Collected data entries:
--- start ---
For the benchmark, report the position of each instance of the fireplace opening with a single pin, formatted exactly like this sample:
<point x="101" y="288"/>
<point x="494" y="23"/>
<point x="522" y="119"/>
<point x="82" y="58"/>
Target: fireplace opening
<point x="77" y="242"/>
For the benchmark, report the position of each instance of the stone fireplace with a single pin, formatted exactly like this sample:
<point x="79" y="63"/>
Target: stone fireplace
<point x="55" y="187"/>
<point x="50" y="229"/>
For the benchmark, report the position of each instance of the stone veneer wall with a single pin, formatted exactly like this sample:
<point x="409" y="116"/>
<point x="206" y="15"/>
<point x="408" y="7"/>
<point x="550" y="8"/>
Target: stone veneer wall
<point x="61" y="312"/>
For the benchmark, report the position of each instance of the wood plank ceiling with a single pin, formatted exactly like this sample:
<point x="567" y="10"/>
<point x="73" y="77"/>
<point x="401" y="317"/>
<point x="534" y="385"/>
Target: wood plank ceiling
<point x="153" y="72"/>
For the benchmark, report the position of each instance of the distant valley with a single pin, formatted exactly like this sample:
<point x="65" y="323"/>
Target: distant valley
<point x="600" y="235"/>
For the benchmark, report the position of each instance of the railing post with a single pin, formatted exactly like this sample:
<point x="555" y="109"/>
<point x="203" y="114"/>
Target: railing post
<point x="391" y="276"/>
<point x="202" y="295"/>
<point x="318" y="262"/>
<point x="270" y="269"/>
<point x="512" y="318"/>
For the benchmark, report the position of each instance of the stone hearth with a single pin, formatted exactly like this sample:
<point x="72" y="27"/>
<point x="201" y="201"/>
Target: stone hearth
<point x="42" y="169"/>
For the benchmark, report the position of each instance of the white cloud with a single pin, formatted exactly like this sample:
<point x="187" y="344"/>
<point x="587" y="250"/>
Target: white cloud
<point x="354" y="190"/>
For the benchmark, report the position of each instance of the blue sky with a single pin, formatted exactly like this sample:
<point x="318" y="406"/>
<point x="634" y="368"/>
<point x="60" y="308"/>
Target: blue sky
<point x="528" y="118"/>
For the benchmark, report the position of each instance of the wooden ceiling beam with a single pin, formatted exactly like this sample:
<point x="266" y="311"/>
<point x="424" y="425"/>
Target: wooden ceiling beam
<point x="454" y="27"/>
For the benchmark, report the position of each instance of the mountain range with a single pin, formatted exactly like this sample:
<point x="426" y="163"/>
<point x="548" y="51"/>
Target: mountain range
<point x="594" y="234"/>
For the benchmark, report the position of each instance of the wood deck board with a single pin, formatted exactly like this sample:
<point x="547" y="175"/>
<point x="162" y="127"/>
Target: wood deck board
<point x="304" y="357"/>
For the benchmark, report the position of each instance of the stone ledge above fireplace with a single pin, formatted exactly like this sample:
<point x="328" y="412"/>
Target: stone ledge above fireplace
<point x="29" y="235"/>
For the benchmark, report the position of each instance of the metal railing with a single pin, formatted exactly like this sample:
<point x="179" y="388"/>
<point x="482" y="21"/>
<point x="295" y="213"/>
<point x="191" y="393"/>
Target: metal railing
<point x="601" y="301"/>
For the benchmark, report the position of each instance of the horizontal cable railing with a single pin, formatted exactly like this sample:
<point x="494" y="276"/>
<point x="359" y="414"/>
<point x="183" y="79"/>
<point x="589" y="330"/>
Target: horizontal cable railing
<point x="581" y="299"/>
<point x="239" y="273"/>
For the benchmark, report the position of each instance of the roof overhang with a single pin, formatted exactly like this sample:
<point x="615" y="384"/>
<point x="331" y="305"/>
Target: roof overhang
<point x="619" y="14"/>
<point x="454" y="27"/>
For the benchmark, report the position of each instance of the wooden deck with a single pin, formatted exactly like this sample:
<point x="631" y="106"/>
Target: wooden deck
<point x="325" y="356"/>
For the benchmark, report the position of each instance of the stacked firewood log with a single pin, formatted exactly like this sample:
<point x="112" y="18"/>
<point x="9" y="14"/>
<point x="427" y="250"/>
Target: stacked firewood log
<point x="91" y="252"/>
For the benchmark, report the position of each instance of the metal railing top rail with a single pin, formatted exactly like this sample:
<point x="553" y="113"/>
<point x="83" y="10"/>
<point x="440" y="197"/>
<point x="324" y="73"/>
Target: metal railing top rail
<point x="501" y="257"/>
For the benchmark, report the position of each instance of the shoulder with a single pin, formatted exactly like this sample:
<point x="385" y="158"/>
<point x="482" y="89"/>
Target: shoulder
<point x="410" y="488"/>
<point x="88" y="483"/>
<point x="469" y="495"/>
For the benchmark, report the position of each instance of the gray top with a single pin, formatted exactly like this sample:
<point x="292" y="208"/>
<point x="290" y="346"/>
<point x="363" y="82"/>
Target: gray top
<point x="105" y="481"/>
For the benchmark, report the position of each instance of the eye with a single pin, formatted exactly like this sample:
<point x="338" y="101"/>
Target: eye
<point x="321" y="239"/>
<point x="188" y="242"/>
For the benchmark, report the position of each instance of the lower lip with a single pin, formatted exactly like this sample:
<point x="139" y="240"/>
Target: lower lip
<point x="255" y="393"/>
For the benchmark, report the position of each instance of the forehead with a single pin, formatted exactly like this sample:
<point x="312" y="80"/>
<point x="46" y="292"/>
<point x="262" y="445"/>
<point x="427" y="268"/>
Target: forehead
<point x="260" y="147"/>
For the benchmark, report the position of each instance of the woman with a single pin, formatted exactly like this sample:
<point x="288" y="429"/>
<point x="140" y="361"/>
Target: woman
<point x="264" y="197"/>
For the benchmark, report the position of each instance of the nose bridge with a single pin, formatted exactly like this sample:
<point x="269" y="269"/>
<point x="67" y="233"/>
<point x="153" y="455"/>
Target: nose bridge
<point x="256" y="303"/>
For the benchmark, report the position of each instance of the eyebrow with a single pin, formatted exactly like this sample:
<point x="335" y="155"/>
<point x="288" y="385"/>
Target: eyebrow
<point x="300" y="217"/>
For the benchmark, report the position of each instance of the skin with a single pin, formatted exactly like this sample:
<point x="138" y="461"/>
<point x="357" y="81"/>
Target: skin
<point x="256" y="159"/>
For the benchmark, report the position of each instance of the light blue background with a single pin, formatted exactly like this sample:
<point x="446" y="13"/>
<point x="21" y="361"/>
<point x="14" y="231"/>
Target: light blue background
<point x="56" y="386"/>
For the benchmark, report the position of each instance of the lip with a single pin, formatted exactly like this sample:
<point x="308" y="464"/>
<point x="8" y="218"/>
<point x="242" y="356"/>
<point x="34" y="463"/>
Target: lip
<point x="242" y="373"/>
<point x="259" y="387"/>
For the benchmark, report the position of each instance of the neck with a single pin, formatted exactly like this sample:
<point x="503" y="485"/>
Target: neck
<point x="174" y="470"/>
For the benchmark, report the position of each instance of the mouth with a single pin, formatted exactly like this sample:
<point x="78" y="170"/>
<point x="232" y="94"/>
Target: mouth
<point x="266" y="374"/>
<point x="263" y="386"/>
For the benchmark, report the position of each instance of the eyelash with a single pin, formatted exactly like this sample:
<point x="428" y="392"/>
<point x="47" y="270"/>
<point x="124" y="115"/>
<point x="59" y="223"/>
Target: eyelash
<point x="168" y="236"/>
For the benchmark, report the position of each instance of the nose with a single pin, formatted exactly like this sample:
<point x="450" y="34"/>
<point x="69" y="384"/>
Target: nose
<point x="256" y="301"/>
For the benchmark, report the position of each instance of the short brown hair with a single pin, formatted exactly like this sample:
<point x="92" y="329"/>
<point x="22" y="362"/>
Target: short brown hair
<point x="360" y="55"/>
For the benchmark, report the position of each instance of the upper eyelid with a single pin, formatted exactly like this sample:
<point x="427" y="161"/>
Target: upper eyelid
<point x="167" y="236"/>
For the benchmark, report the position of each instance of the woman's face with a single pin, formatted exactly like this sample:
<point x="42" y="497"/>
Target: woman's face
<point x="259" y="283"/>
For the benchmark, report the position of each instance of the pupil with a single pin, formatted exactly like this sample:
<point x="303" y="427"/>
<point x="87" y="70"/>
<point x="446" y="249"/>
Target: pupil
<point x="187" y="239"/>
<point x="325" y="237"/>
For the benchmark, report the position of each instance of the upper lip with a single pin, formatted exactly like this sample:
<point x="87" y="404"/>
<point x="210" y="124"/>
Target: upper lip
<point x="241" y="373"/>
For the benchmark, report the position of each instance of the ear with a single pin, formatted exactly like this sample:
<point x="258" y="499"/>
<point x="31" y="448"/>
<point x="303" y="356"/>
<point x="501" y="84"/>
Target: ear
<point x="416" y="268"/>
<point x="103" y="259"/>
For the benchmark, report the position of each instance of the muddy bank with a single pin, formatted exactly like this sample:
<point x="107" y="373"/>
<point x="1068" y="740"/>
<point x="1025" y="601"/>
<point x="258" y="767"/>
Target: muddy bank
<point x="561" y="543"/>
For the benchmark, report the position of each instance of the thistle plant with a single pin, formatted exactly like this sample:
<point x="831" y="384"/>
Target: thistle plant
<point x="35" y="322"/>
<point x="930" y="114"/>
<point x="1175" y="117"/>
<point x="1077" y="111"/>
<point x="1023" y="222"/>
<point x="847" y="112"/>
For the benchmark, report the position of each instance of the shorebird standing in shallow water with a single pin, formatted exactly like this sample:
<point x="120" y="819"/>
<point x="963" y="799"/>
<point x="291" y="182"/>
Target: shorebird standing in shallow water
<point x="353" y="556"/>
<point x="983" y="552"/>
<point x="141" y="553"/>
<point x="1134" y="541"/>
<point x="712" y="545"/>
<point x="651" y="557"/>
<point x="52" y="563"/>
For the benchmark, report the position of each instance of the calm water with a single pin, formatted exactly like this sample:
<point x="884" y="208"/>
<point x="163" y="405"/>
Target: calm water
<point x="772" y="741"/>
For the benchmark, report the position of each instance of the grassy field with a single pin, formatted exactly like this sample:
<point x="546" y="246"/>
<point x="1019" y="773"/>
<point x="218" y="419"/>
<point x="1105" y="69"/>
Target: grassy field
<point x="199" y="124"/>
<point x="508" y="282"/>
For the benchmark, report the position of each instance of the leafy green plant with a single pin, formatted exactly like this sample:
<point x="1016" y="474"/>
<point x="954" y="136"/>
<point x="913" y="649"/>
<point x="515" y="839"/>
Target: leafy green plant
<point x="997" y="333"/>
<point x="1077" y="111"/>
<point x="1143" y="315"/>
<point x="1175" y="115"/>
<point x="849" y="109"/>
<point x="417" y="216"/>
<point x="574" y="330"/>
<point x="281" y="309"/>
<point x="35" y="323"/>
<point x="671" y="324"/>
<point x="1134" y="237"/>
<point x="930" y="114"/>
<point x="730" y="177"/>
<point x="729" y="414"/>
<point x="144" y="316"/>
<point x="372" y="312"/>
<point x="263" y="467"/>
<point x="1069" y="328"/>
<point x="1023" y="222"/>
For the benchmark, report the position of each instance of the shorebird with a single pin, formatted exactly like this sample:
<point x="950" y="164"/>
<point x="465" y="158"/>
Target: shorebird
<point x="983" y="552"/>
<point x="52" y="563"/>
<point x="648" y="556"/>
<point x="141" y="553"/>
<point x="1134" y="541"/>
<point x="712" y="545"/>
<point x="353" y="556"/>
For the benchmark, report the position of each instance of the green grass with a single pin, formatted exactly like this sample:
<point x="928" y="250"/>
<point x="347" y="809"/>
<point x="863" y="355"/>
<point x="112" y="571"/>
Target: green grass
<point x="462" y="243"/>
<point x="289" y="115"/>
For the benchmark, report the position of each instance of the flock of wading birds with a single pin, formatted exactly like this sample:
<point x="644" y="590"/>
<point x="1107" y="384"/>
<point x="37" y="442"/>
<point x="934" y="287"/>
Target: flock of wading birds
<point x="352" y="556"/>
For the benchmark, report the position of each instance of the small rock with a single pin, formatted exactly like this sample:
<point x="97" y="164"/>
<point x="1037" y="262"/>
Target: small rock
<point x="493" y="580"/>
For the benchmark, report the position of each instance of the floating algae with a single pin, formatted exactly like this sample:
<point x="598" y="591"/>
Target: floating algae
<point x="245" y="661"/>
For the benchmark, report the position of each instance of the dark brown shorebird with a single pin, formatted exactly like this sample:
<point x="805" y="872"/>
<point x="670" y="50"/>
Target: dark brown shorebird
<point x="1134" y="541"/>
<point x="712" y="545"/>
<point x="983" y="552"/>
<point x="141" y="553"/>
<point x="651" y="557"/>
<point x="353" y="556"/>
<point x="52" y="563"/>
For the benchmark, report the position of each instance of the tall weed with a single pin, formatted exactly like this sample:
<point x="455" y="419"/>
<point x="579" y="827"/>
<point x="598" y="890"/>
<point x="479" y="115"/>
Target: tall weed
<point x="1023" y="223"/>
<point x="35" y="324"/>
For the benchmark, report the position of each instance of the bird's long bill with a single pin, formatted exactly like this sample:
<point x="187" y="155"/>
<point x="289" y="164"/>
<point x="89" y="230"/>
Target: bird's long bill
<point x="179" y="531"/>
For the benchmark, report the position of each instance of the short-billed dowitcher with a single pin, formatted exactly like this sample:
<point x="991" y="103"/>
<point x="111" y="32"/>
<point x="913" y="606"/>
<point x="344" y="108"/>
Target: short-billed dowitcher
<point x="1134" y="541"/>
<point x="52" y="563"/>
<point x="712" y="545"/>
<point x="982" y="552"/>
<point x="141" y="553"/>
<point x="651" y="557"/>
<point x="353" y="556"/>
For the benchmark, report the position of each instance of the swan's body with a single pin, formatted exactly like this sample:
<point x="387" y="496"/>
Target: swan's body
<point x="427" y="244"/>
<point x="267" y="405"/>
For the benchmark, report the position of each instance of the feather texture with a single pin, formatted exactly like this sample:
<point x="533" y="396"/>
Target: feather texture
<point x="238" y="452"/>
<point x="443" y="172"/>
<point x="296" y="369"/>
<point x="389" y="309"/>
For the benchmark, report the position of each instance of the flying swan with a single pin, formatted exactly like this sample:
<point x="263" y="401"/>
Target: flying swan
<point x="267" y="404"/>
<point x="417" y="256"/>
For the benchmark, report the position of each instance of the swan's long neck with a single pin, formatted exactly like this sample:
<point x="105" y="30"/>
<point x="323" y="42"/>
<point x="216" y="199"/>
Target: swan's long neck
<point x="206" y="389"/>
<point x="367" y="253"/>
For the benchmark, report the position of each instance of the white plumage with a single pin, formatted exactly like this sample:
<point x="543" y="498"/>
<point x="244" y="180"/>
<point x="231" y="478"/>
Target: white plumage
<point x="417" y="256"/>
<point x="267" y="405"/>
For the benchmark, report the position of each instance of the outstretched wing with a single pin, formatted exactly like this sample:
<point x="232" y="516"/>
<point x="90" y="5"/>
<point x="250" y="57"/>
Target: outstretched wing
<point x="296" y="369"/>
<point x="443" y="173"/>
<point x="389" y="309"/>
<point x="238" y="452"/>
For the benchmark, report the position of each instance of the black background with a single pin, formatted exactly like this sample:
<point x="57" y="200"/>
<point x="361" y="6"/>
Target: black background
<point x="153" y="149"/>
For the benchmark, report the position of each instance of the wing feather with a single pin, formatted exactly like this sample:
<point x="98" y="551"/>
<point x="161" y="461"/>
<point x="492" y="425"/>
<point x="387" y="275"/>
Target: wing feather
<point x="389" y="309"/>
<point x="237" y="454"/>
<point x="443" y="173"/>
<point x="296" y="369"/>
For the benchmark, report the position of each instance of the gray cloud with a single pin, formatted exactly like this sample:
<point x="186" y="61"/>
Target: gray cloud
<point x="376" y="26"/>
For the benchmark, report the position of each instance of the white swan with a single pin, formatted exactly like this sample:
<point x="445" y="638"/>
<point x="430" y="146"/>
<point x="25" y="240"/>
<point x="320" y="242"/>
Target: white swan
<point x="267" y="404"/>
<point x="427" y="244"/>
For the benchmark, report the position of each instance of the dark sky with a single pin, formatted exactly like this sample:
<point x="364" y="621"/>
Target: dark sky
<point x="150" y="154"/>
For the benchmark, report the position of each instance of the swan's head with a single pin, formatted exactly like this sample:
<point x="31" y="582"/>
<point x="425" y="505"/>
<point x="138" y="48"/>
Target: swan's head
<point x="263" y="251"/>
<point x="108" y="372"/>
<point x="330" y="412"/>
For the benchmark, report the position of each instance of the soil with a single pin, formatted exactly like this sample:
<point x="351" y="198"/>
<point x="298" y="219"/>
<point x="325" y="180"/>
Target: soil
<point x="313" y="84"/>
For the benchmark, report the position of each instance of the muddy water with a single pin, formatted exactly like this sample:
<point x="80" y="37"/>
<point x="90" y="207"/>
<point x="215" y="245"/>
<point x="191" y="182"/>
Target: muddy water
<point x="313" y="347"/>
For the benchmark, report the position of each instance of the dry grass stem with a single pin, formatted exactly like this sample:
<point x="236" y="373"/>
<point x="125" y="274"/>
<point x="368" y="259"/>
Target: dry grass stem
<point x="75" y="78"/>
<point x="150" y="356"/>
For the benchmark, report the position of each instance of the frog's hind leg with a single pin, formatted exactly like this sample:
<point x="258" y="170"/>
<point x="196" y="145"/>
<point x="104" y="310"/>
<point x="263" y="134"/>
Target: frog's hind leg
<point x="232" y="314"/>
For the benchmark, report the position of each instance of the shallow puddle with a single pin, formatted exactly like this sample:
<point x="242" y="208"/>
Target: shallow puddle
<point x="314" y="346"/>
--- end ---
INSTRUCTIONS FOR THE TASK >>
Rewrite everything from the line containing "of the shallow" down to the end of the rows, changing "shallow puddle" to "muddy puddle" and leaving all else unchanged.

FULL ANSWER >>
For the benchmark, report the position of each instance of the muddy puddle with a single pin, formatted exactly like this sample:
<point x="242" y="208"/>
Target: muddy puddle
<point x="314" y="346"/>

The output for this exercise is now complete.